───── EXTRACTED TEXT ─────

Wow. I think this is pretty neat-looking.  I didn’t really get what it was about at first, but I definitely liked the spray-painty works.  Spray-painty isn’t really a word.  But you don’t care, do you?  It looks like it was spray painted on.  With a stencil.  Anyway…

In order to really understand off the bat what this infographic is about, you need to know what the source said about it in their blog post.  Paraphrased, they said that technological evolution has become the norm, and that we sort of take it for granted that the next new thing is around the corner.  This is a historical infographic about the EVOLUTION of technology, but they talk about it in REVOLUTIONARY TERMS.  I think.  Either way, they tell us what the first form of said technology was, and it’s evolution to its current format.  It’s not perfect, but it sure is fun.


The graphic says the horse and cart started around 3500 BC.  The car was released in 1903.  We’re still driving cars, meaning we haven’t come up with the next new thing in that arena.  They throw out little fun facts, like the fact that a horse can put half of their body to sleep.  Is that even true?  That’s so cool.  They give us information about the first car (Model A.  It only came in red) but don’t cover the evolution of cars, because that would have taken a whole different infographic to explain.


The first use of organized mail delivery happened in Egypt in 2400 BC.  Today, we use email, which was first used in 1971.  They skip over Pony Express, and don’t talk about IM, but we get the comparison.


The telephone was invented in 1876, and the phonebooth was invented in 1889.  The first mobile phone was introduced in 1973 in Japan, and the first REALLY mobile phone was introduced in the 1980’s by Motorola.  They skipped over cordless phones and beepers, but whatevs.


Fingerprints were first identified as a good source of, well, identification by a guy named Sir Francis Galton in 1892, and in 1902 the first fingerprint evidence-based conviction was made.  It’s funny that even before 1892, Fredrich Miescher discovered DNA.  That happened in 1869.  They just didn’t know how they could use it.  They found out in 1987 when DNA first led to a conviction.

───── LISTED RECORDS ─────

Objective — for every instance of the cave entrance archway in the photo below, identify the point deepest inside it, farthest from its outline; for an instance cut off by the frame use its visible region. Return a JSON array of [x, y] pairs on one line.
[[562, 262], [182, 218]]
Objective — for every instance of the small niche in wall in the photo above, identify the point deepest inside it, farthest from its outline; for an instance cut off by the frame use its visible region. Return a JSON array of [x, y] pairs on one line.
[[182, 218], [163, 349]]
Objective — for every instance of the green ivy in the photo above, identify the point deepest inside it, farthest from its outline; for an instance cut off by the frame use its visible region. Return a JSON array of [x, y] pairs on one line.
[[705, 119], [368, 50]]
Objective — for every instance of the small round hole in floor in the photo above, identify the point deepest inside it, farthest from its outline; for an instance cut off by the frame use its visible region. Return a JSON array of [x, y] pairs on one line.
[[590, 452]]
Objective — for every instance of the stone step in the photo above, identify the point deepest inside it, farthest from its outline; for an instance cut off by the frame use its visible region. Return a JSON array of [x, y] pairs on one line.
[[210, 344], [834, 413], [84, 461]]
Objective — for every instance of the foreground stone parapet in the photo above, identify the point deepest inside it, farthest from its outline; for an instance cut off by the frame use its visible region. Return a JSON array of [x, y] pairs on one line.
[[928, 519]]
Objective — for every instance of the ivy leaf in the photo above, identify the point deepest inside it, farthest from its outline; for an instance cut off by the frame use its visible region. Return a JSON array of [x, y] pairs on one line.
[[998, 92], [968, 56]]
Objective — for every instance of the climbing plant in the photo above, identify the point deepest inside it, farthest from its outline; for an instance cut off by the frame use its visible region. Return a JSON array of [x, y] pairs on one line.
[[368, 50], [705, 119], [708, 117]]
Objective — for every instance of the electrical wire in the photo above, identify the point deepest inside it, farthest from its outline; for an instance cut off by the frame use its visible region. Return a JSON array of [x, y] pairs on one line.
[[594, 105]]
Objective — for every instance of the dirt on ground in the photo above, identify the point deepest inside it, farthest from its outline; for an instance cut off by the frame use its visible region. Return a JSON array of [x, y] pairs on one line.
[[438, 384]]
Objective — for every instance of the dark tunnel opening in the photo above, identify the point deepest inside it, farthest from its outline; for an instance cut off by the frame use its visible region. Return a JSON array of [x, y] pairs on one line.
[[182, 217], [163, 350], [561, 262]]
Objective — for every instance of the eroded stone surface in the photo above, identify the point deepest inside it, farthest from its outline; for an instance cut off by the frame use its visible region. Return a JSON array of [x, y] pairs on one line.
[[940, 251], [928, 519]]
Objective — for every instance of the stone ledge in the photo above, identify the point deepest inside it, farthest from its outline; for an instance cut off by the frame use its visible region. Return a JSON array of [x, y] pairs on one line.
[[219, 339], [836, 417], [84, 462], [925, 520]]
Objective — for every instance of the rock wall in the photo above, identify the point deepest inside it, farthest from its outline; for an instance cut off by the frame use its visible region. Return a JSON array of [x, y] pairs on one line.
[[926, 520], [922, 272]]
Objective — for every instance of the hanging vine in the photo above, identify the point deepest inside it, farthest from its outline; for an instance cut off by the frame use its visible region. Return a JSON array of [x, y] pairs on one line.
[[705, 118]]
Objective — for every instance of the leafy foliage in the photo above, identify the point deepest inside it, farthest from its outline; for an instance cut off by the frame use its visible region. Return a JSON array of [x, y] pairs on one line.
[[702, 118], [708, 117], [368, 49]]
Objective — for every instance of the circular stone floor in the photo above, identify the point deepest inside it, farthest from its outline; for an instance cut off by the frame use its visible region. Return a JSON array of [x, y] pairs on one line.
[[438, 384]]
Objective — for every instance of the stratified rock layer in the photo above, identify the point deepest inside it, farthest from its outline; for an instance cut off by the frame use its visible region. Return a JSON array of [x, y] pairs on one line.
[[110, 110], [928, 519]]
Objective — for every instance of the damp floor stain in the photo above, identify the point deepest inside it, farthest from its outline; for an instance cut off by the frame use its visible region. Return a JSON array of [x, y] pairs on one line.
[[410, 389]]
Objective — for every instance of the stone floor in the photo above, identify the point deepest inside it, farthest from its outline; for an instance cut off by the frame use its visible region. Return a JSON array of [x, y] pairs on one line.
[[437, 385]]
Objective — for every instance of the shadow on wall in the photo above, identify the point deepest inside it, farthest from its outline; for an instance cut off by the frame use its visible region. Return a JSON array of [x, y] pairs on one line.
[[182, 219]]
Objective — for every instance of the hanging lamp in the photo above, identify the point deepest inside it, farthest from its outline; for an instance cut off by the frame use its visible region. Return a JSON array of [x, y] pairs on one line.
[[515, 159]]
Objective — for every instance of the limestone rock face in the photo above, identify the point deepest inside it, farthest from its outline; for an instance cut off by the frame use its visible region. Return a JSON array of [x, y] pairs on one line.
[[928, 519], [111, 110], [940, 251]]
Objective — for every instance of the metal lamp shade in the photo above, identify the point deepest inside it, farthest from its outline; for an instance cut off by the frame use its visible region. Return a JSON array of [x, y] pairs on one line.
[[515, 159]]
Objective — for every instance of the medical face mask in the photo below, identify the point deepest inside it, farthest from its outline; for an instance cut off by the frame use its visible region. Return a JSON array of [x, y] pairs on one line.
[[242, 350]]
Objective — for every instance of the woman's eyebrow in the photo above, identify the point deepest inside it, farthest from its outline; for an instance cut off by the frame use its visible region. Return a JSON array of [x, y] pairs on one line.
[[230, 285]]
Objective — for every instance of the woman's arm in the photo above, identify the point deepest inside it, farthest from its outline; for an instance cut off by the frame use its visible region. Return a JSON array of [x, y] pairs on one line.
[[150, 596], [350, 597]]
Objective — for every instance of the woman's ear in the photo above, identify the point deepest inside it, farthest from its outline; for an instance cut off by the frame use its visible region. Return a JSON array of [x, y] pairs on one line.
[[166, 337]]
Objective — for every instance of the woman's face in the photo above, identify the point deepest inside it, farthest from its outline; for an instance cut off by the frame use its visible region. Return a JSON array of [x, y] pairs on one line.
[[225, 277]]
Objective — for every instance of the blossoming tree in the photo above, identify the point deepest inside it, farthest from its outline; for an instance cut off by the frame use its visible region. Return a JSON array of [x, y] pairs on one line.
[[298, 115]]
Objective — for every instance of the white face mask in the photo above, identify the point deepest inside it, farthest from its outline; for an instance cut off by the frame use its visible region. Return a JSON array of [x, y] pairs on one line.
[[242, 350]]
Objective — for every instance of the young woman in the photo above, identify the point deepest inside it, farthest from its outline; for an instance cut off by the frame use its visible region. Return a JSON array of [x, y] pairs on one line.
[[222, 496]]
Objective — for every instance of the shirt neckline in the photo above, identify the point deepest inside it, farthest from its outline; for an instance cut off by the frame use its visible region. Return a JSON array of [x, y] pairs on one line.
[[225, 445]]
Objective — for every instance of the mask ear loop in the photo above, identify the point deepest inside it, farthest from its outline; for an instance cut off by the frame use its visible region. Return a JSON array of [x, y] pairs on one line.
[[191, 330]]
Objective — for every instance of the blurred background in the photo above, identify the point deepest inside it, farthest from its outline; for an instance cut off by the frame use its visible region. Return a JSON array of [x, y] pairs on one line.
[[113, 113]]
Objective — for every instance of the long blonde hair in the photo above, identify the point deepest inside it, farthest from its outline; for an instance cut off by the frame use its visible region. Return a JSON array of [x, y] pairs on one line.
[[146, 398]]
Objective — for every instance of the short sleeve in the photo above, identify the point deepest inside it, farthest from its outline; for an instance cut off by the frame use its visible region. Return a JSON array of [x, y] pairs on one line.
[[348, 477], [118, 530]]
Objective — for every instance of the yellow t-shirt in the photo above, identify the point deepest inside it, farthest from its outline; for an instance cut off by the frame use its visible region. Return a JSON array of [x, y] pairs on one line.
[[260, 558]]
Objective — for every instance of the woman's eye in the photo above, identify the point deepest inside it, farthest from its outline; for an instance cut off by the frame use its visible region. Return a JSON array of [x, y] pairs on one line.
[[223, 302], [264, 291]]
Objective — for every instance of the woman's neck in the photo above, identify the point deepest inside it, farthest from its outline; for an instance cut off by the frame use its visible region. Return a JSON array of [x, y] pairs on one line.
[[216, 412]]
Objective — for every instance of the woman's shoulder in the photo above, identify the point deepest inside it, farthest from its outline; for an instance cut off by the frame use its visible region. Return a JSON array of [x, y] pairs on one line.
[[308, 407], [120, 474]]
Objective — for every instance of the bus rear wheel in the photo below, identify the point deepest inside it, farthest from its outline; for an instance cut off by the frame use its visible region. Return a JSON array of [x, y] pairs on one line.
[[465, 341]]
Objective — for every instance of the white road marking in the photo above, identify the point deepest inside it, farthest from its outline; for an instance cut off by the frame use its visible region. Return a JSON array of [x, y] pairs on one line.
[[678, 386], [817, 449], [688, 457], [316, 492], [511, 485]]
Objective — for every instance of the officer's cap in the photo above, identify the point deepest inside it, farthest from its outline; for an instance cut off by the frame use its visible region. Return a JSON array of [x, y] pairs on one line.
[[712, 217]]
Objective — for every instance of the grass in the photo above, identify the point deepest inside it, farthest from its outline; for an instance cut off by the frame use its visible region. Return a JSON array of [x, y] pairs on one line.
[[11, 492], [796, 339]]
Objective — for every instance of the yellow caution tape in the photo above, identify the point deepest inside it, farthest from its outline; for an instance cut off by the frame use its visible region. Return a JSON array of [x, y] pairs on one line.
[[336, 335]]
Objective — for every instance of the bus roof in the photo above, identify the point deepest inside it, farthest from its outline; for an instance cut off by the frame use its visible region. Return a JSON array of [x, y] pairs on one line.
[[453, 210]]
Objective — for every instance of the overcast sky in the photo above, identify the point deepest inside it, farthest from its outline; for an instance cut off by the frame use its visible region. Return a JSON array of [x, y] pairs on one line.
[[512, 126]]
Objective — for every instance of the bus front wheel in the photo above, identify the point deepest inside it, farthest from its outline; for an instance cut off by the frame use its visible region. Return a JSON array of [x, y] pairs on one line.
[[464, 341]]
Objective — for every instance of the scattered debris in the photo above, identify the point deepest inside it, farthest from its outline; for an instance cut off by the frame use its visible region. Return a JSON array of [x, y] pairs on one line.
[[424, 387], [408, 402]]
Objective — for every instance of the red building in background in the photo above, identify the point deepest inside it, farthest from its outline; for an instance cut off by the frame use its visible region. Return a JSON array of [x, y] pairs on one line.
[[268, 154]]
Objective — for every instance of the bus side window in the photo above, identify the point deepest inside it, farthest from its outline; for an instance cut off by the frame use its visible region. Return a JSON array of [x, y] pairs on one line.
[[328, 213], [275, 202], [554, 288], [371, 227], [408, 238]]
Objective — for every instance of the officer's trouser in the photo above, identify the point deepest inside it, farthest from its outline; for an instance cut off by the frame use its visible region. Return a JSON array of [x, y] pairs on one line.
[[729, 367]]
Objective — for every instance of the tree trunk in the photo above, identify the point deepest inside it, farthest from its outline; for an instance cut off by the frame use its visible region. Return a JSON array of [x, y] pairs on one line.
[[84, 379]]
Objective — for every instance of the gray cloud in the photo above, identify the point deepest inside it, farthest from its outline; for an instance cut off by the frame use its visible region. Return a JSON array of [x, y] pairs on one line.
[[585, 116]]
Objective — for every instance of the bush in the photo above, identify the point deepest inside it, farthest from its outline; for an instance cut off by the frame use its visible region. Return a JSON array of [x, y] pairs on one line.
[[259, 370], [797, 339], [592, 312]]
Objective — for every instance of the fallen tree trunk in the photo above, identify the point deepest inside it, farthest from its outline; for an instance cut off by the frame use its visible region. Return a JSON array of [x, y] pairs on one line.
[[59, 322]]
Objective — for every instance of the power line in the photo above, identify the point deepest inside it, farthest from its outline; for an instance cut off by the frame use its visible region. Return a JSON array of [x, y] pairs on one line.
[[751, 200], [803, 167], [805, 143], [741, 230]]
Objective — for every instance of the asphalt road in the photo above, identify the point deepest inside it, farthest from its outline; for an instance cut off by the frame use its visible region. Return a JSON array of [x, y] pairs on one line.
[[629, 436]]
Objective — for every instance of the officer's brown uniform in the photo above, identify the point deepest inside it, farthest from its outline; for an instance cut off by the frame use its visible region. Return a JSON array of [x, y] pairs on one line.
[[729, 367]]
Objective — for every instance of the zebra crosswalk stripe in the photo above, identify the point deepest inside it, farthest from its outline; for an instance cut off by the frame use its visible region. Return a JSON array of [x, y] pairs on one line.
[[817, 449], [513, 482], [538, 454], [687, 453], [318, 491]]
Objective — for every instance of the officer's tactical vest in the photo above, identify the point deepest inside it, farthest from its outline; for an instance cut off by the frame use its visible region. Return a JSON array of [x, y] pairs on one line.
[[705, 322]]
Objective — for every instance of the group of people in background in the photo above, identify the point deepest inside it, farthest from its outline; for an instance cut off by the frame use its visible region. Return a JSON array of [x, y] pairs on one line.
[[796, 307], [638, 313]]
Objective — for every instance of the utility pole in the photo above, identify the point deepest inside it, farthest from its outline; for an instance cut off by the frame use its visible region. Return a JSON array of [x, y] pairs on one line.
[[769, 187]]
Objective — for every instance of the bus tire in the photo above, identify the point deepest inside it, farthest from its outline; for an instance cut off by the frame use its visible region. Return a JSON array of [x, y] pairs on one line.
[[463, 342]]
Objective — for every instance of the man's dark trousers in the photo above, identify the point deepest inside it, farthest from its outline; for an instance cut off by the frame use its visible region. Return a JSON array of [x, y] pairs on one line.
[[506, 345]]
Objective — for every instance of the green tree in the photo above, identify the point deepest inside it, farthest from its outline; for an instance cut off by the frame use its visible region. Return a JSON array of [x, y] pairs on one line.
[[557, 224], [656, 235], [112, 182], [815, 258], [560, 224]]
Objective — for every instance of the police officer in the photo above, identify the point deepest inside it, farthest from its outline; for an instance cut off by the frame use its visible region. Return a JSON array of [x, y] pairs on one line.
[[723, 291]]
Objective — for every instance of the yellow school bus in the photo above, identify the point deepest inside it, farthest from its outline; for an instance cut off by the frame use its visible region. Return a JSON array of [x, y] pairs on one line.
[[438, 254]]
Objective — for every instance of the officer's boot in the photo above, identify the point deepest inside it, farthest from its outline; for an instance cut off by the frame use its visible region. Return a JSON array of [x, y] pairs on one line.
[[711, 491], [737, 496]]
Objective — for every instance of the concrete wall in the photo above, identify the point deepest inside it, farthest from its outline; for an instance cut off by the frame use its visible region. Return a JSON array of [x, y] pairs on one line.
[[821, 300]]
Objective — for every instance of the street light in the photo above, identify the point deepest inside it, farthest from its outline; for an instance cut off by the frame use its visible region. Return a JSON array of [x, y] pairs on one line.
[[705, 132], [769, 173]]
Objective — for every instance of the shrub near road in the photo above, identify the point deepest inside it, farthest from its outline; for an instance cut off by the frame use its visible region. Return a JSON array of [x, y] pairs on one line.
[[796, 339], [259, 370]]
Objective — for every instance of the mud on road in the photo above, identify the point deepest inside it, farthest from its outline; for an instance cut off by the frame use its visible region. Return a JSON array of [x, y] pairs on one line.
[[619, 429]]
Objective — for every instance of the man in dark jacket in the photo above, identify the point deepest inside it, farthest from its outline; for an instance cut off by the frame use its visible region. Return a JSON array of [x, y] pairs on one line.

─────

▶ _TASKS AND EXERCISES_:
1. In the blog post about the technology-evolution infographic, when and where was the first mobile phone introduced?
2. Pick up the blog post about the technology-evolution infographic after its final sentence and write on in the same voice.

▶ _RESPONSES IN ORDER_:
1. 1973, in Japan.

2.
EV was invented in 1920.  Live TV happened in 1936.  Today we have On Demand TV, which started (thanks, Virgin Media) in 2005.


The VHS was invented in 1971.  The DVD was released in 1993.  They deem it OK to skip over Betamax, LaserDisc, and other types of media, and BluRay isn’t big enough yet to make the list, I guess.  Makes me feel better about all those DVDs I own.


The CD was introduced in 1982, and the MP3 in 1999.  Sub Pop was the first label to use MP3s.  Guess records and 8-tracks and cassettes don’t make the list either.


The first big, clunky server was invented in 1981.  Cloud hosting has existed since 2005 but has really taken off since 2010.

Design:  B+ 

It’s neat-looking

Information: C+

but I want to rate it lower.

I have a pet peeve against misleading infographic titles.  If this had really been about generations, it would have been organized differently, and would have brought in information about the things I mentioned above that were left out.  However for something like servers, there are really only two options, so if you had to pick two for each I think they picked the best ones for every category except for music.  They should have started with the vinyl record, not the CD.  I get what they’re doing, and overall the information was fascinating.